> SUPPLIED ENTRIES
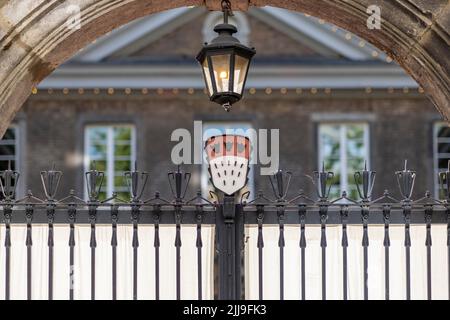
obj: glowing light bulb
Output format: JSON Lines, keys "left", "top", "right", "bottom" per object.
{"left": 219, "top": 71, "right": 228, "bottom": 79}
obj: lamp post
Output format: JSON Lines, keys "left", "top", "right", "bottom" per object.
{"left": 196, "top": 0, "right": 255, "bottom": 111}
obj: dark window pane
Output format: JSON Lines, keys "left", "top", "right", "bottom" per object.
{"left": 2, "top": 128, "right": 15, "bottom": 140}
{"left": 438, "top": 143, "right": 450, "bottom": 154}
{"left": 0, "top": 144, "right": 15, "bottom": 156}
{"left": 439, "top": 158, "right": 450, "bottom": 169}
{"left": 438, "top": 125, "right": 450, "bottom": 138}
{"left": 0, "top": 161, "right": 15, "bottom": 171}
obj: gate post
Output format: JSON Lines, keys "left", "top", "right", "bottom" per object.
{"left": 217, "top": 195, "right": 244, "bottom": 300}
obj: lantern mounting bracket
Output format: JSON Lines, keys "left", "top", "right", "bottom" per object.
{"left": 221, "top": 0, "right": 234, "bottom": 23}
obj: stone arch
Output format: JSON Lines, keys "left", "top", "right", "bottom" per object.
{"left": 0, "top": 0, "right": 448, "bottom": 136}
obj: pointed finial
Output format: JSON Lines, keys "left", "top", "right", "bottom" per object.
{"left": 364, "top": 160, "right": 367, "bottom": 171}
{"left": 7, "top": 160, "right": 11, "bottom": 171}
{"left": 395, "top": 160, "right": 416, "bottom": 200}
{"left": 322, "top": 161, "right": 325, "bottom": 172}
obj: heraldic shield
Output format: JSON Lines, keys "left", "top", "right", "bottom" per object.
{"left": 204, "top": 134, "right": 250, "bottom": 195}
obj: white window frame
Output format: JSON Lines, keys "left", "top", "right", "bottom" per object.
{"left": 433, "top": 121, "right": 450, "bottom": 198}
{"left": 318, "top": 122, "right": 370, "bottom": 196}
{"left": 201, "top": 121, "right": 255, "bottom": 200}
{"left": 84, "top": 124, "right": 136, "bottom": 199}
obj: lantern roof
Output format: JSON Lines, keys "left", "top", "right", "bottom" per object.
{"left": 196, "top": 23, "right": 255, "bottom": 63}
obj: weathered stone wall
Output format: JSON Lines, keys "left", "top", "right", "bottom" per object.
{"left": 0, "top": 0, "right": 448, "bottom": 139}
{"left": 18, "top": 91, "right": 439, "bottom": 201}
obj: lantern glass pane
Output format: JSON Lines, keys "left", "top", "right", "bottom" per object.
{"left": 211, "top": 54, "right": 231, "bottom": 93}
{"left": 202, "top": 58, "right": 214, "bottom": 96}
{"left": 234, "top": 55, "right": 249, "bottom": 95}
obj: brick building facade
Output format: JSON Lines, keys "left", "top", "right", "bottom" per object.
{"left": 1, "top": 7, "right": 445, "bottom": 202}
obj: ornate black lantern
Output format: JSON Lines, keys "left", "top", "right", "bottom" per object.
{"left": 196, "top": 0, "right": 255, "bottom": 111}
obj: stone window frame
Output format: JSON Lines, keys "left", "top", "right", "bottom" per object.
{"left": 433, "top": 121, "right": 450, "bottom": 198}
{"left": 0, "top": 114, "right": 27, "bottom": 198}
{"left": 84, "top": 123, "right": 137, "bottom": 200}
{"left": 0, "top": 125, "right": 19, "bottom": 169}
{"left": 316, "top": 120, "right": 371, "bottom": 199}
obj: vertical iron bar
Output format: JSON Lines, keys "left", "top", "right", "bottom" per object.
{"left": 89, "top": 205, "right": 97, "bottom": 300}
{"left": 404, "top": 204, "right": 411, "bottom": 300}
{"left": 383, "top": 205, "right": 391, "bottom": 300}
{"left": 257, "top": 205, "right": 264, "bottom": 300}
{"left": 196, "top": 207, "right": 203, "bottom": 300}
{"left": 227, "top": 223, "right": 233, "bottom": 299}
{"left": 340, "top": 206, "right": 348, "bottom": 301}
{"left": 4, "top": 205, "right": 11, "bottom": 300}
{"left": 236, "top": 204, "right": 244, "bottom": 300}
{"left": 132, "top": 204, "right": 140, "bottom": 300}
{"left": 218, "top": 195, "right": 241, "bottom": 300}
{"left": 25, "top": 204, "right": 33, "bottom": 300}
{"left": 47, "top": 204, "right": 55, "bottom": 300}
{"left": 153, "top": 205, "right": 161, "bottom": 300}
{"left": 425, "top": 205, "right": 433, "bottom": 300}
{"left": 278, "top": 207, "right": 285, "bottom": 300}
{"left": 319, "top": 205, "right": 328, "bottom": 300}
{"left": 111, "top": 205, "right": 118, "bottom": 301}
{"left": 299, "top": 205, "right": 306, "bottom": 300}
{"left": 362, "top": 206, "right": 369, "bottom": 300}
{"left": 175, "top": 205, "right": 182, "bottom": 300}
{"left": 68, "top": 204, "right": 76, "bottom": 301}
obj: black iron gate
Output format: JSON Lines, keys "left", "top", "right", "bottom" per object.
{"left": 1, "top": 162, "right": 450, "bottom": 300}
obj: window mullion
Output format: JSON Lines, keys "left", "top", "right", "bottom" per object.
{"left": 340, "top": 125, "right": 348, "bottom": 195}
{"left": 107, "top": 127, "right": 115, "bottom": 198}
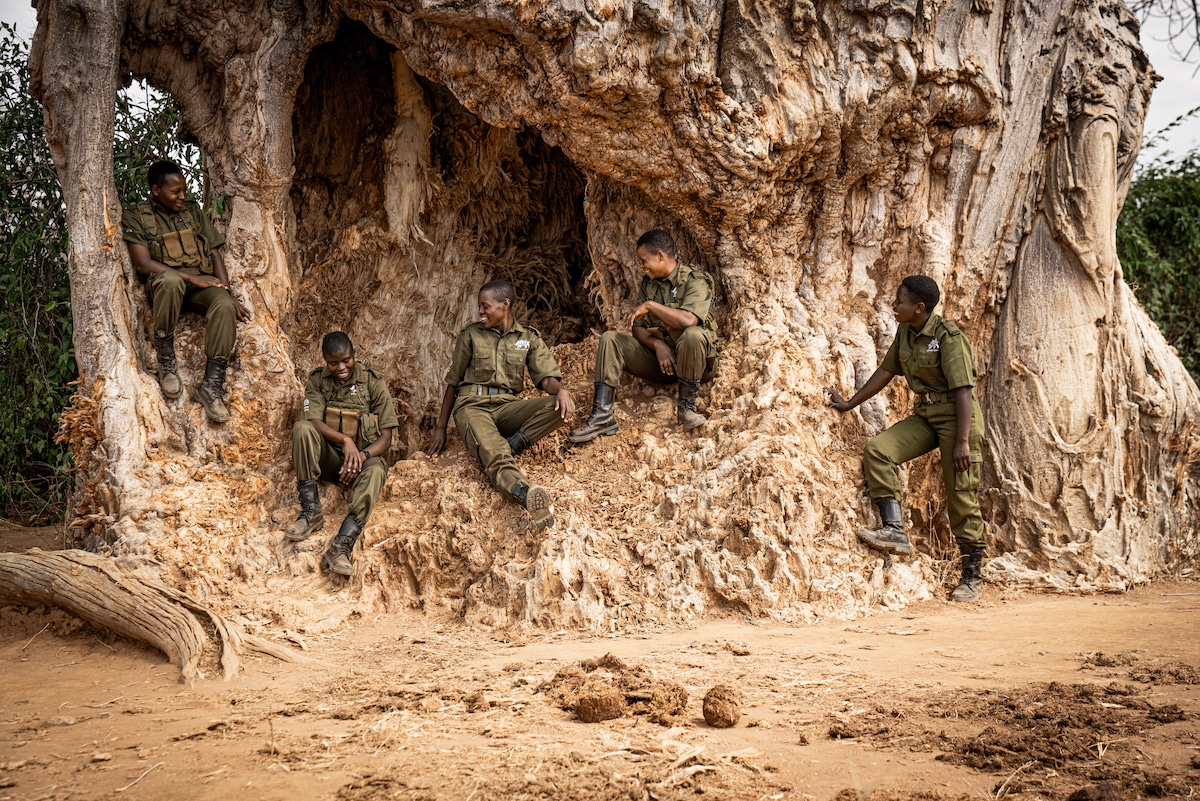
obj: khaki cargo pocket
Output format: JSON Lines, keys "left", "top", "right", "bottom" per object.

> HOW TO COMPLETE THIS TASK
Output every record verbatim, excluding any picture it contains.

> YOUR SOLUTION
obj: glowing light bulb
Output format: JSON Lines, keys "left", "top", "right", "bottom" per object.
{"left": 219, "top": 71, "right": 228, "bottom": 79}
obj: lamp post
Output format: JSON Lines, keys "left", "top", "right", "bottom" per object.
{"left": 196, "top": 0, "right": 255, "bottom": 111}
obj: dark window pane
Output format: JSON Lines, keys "left", "top", "right", "bottom" per object.
{"left": 2, "top": 128, "right": 15, "bottom": 140}
{"left": 438, "top": 143, "right": 450, "bottom": 154}
{"left": 0, "top": 144, "right": 15, "bottom": 156}
{"left": 439, "top": 158, "right": 450, "bottom": 169}
{"left": 438, "top": 125, "right": 450, "bottom": 138}
{"left": 0, "top": 161, "right": 15, "bottom": 171}
obj: gate post
Output format: JSON Lines, keys "left", "top", "right", "bottom" per object.
{"left": 217, "top": 195, "right": 244, "bottom": 300}
obj: lantern mounting bracket
Output format: JSON Lines, keys "left", "top", "right", "bottom" per object.
{"left": 221, "top": 0, "right": 234, "bottom": 23}
obj: stone arch
Output format: JSON Lines, keys "left", "top", "right", "bottom" per object.
{"left": 0, "top": 0, "right": 448, "bottom": 136}
obj: pointed finial
Output format: JSON Lines, keys "left", "top", "right", "bottom" per object.
{"left": 364, "top": 160, "right": 367, "bottom": 171}
{"left": 7, "top": 160, "right": 11, "bottom": 171}
{"left": 395, "top": 160, "right": 416, "bottom": 200}
{"left": 322, "top": 161, "right": 325, "bottom": 172}
obj: heraldic shield
Output format: JSON Lines, keys "left", "top", "right", "bottom" per object.
{"left": 204, "top": 134, "right": 250, "bottom": 195}
obj: white window frame
Output format: JSON Lines, keys "left", "top", "right", "bottom" per object.
{"left": 433, "top": 121, "right": 450, "bottom": 198}
{"left": 318, "top": 122, "right": 370, "bottom": 196}
{"left": 201, "top": 121, "right": 255, "bottom": 200}
{"left": 84, "top": 124, "right": 136, "bottom": 199}
obj: lantern roof
Output format: JSON Lines, keys "left", "top", "right", "bottom" per object.
{"left": 196, "top": 23, "right": 255, "bottom": 63}
obj: weathered stone wall
Output format: JSON Lines, keys "left", "top", "right", "bottom" per object.
{"left": 0, "top": 0, "right": 448, "bottom": 139}
{"left": 18, "top": 91, "right": 439, "bottom": 201}
obj: lantern glass pane
Output format: JSON Lines, keys "left", "top", "right", "bottom" per object.
{"left": 211, "top": 54, "right": 231, "bottom": 93}
{"left": 202, "top": 58, "right": 214, "bottom": 96}
{"left": 234, "top": 55, "right": 249, "bottom": 95}
obj: brick building facade
Output format: JSON Lines, keys "left", "top", "right", "bottom" per object.
{"left": 1, "top": 7, "right": 445, "bottom": 202}
obj: ornate black lantern
Output format: JSON Lines, keys "left", "top", "right", "bottom" per object.
{"left": 196, "top": 0, "right": 255, "bottom": 111}
obj: stone window frame
Output format: JSON Lines, keys "left", "top", "right", "bottom" per object.
{"left": 433, "top": 121, "right": 450, "bottom": 198}
{"left": 0, "top": 114, "right": 27, "bottom": 198}
{"left": 84, "top": 123, "right": 137, "bottom": 200}
{"left": 0, "top": 125, "right": 19, "bottom": 169}
{"left": 316, "top": 120, "right": 371, "bottom": 199}
obj: vertical iron bar
Output format: JSON Lines, keys "left", "top", "right", "bottom" per object.
{"left": 89, "top": 205, "right": 97, "bottom": 300}
{"left": 404, "top": 204, "right": 411, "bottom": 300}
{"left": 383, "top": 205, "right": 391, "bottom": 300}
{"left": 257, "top": 205, "right": 264, "bottom": 300}
{"left": 196, "top": 207, "right": 203, "bottom": 300}
{"left": 227, "top": 223, "right": 233, "bottom": 299}
{"left": 340, "top": 206, "right": 348, "bottom": 301}
{"left": 4, "top": 205, "right": 11, "bottom": 300}
{"left": 236, "top": 204, "right": 244, "bottom": 300}
{"left": 132, "top": 204, "right": 140, "bottom": 300}
{"left": 218, "top": 195, "right": 241, "bottom": 300}
{"left": 25, "top": 204, "right": 33, "bottom": 300}
{"left": 47, "top": 204, "right": 55, "bottom": 300}
{"left": 153, "top": 205, "right": 161, "bottom": 300}
{"left": 425, "top": 205, "right": 433, "bottom": 300}
{"left": 278, "top": 207, "right": 285, "bottom": 300}
{"left": 319, "top": 205, "right": 328, "bottom": 300}
{"left": 111, "top": 205, "right": 118, "bottom": 301}
{"left": 299, "top": 205, "right": 306, "bottom": 300}
{"left": 362, "top": 206, "right": 369, "bottom": 300}
{"left": 175, "top": 205, "right": 182, "bottom": 300}
{"left": 68, "top": 204, "right": 76, "bottom": 301}
obj: black iron gate
Output format: JSON Lines, keys "left", "top", "right", "bottom" per object.
{"left": 1, "top": 162, "right": 450, "bottom": 300}
obj: window mullion
Output format: JSON Lines, keys "left", "top", "right", "bottom" per object.
{"left": 340, "top": 125, "right": 348, "bottom": 195}
{"left": 107, "top": 127, "right": 115, "bottom": 198}
obj: khaki cargo pocket
Output format: JSON Lines, keys "left", "top", "right", "bottom" per object.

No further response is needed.